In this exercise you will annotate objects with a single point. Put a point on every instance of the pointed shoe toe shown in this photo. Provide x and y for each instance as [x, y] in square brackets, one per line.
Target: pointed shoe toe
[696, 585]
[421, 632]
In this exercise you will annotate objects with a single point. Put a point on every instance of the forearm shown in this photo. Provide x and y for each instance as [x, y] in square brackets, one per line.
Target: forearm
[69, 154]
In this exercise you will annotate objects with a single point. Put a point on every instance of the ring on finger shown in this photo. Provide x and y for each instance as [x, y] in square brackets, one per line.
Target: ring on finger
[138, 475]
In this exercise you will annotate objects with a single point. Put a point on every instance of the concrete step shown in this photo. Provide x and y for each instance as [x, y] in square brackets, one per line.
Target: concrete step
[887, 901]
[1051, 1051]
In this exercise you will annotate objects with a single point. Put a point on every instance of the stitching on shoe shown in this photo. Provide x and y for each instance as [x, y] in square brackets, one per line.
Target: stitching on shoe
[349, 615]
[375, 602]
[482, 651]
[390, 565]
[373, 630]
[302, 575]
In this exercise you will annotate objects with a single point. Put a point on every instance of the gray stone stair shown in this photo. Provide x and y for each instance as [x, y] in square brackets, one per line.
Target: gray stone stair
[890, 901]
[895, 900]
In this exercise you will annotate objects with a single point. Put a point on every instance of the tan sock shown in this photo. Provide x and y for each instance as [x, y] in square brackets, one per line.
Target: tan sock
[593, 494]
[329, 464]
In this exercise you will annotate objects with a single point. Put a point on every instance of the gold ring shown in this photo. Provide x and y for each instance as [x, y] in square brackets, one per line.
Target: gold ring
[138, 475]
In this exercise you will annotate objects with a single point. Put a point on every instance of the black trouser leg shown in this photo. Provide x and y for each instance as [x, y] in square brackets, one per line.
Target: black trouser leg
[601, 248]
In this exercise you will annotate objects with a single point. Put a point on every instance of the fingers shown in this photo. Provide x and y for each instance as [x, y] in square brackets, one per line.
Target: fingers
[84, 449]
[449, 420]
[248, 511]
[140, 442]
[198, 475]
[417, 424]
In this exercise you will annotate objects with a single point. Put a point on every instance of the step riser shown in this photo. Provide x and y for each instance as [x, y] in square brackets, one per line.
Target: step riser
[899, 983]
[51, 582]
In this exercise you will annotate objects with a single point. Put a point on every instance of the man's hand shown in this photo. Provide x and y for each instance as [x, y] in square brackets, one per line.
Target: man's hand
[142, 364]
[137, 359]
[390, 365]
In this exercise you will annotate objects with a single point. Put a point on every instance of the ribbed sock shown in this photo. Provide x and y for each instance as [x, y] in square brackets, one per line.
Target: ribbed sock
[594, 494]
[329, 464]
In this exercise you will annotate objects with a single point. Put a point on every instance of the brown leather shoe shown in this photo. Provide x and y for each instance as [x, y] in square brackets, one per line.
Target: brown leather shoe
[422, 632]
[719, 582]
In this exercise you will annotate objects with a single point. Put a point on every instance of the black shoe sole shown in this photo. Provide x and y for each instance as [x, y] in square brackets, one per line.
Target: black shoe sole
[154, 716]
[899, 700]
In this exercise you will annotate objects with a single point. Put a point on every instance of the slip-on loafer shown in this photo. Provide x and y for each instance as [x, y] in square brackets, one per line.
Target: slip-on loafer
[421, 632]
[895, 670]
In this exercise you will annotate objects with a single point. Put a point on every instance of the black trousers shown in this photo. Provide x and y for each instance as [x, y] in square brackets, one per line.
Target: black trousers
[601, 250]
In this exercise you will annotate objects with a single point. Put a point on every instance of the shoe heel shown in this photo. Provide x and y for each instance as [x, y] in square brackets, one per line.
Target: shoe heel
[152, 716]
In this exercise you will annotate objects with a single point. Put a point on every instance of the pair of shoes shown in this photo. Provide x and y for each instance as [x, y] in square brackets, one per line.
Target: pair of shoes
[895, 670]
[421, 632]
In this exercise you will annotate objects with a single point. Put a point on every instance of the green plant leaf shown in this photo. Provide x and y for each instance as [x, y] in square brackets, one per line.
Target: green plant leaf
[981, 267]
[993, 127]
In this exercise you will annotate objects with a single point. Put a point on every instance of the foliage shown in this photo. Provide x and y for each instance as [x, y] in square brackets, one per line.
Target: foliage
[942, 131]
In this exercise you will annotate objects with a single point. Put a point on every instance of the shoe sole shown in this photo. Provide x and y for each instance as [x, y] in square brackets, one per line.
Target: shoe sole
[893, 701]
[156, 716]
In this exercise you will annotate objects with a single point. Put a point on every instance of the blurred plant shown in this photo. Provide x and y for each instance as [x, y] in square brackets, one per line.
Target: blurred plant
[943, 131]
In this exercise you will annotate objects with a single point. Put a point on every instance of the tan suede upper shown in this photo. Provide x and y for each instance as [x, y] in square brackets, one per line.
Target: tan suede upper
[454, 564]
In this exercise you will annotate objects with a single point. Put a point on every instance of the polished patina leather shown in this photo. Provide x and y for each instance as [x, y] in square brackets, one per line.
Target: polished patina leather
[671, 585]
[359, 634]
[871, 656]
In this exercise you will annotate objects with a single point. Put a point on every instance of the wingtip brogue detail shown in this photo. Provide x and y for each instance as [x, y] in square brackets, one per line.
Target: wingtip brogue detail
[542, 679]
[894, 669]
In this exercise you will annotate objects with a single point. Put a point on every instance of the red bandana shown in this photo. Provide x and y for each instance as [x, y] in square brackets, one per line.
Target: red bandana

*-*-*

Please rewrite all of the material above with "single point" replaced by "single marker" wherever it occurs, keeping everything else the same.

Exercise response ::
In this exercise you will annotate objects with a single marker. Put a point on every instance of the pointed shoe toe shown in this photo. Provide x and y for each instance as [x, y] in square brackets, one per line.
Target: pointed shoe toe
[696, 585]
[421, 632]
In this exercise you will annotate objects with a single marker. Put a point on every instance of the forearm shown in this photo. Provide x and y for each instance as [x, y] in square brackets, one per line.
Target: forearm
[69, 154]
In this exercise you will annotate objects with a single marker. Put a point on every instance of the ring on finger shown in this photo. Provide x and y for each instance as [x, y] in square brackets, one per line.
Target: ring on finger
[138, 475]
In this exercise you will annotate objects with a single marker. Put a point on every instance of the concrete step shown in this photo. Provide x and y for each instance as [x, y] in square brackets, one per line.
Target: concrete step
[887, 901]
[1051, 1051]
In this exercise you will annotate objects with a single marker. Put a point on every instance of the stitching on shoe shown in this photo. Provide x and y for each instance as [x, y] in square brackets, one per line.
Target: stitching on shoe
[349, 615]
[375, 602]
[482, 651]
[390, 565]
[373, 630]
[302, 575]
In this exercise you will annotate objects with a single marker. Put a point on every instance of the gray stone stair shown in this photo. Provide x and y for each instance as [x, y] in square brackets, one per line.
Target: gray stone stair
[890, 901]
[895, 900]
In this exercise you will annotate objects with a single marker. Put a point on every instance of the tan sock shown in this photo. Provide x and y for each instance as [x, y] in square brackets, one per line.
Target: tan sock
[593, 494]
[329, 464]
In this exercise you will annotate objects with a single marker. Put a point on every instance of the gold ring shown in this photo. Provide x and y for each instance as [x, y] in square brackets, one per line.
Target: gold ring
[138, 475]
In this exercise you will annotate objects with a single marker. Put a point on every instance of the black trouser leg shown in this photo. Provide x and y for each instance as [x, y] in square brackets, one per line.
Target: black trouser leg
[601, 248]
In this exercise you will annotate objects with a single marker. Put a point on every instance of the fingers shown in this photo. Provide x and y for each instance as [x, y] in square brackets, one per line.
Target: fingers
[84, 449]
[449, 420]
[248, 511]
[140, 442]
[198, 475]
[417, 424]
In this exercise you will annotate objects with a single marker. Put a point on every instance of the step riser shown in this photo. Provide x and y for each instance as [x, y] in square brackets, one per line.
Target: step riser
[899, 983]
[51, 582]
In this exercise you will annotate objects with a single marker. Put a point on every instance of the man's hand shown in this photo. Provide x and y for each instance as [x, y] in square brackets, one per line.
Target: man's hand
[142, 364]
[137, 359]
[390, 365]
In this exercise you will annotate objects with a single marker. Put a point on every instance of the ribbed sock shown in this photo. Provide x and y for each instance as [x, y] in square brackets, one per line.
Target: ribbed sock
[594, 494]
[329, 464]
In this exercise you will annotate objects with a single marker. Put a point on every instance of the brown leather shoe shown in this photo. Provide x and y for each instance as [x, y] in square brackets, one per line.
Target: brown leather shoe
[422, 632]
[719, 582]
In this exercise you will annotate objects with a single marker. Put a point on every instance of the black shoe sole shown in this photo. Provide x and y for each instance as [x, y] in square brackets, one per line.
Target: black shoe sole
[154, 716]
[899, 700]
In this exercise you will annotate objects with a single marker. Put a point on every instance of the slip-on loafer shown in this photo. Provide x and y for each instance as [x, y] in square brackets, one per line.
Target: slip-on loafer
[421, 632]
[895, 670]
In this exercise you will annotate objects with a single marker. Put a point on every instance of the black trousers shown in this photo. Provide x and y for each instance as [x, y] in square brackets, one per line.
Target: black trousers
[601, 250]
In this exercise you will annotate objects with a single marker. Put a point on every instance of the shoe heel shown in this photo. Provide x and y for each instance as [x, y] in square brackets, one per line.
Target: shoe heel
[152, 716]
In this exercise you will annotate objects with a single marker. Put a point on every instance of the pair of shoes shown in this photo. Provide x and y for each instance as [x, y] in square brackets, one per line.
Target: pair of shoes
[895, 670]
[421, 632]
In this exercise you will annotate objects with a single marker. Put a point on every instance of the green plant leaf shown in this photo. Provide x and y for each instance as [x, y] in square brackets, one per line.
Target: green plant leaf
[981, 267]
[993, 127]
In this exercise you will annotate objects with a single marker. Put a point on every instance of the foliage shown in this photo. Provide x and y for each instance as [x, y] in square brackets, one per line.
Target: foliage
[942, 131]
In this exercise you will annotate objects with a single marker. Put a point on every instance of the shoe sole shown in this photo. Provide x and y for each instance as [x, y] in square brackets, one per line.
Target: shoe sole
[893, 701]
[156, 716]
In this exercise you will annotate objects with a single marker. Put a point on every instance of the blurred plant shown in this photo. Provide x and y for each instance as [x, y] in square brackets, one per line.
Target: blurred plant
[943, 131]
In this exercise you will annotate objects with a single marker. Put a point on every instance of the tan suede upper shown in this photo. Provide x and y for each instance as [x, y] in square brackets, one per line.
Target: tan suede upper
[454, 564]
In this exercise you will annotate objects with a single marker. Put a point on every instance of the polished patina leather shown in this photo. Provide x and y for each instance as [x, y] in square brackets, one per line.
Target: polished patina leather
[671, 585]
[359, 634]
[871, 656]
In this exercise you will annotate objects with a single marker. Put a point on every instance of the wingtip brogue detail shown in this photo. Provide x and y for each instance as [x, y] in square brackets, one per line.
Target: wingtip brogue detail
[542, 679]
[894, 669]
In this exercise you will annotate objects with a single marker. Put a point on every instance of the red bandana shown in this photo. Provide x and y for each instance as [x, y] in square brackets, one per line.
Target: red bandana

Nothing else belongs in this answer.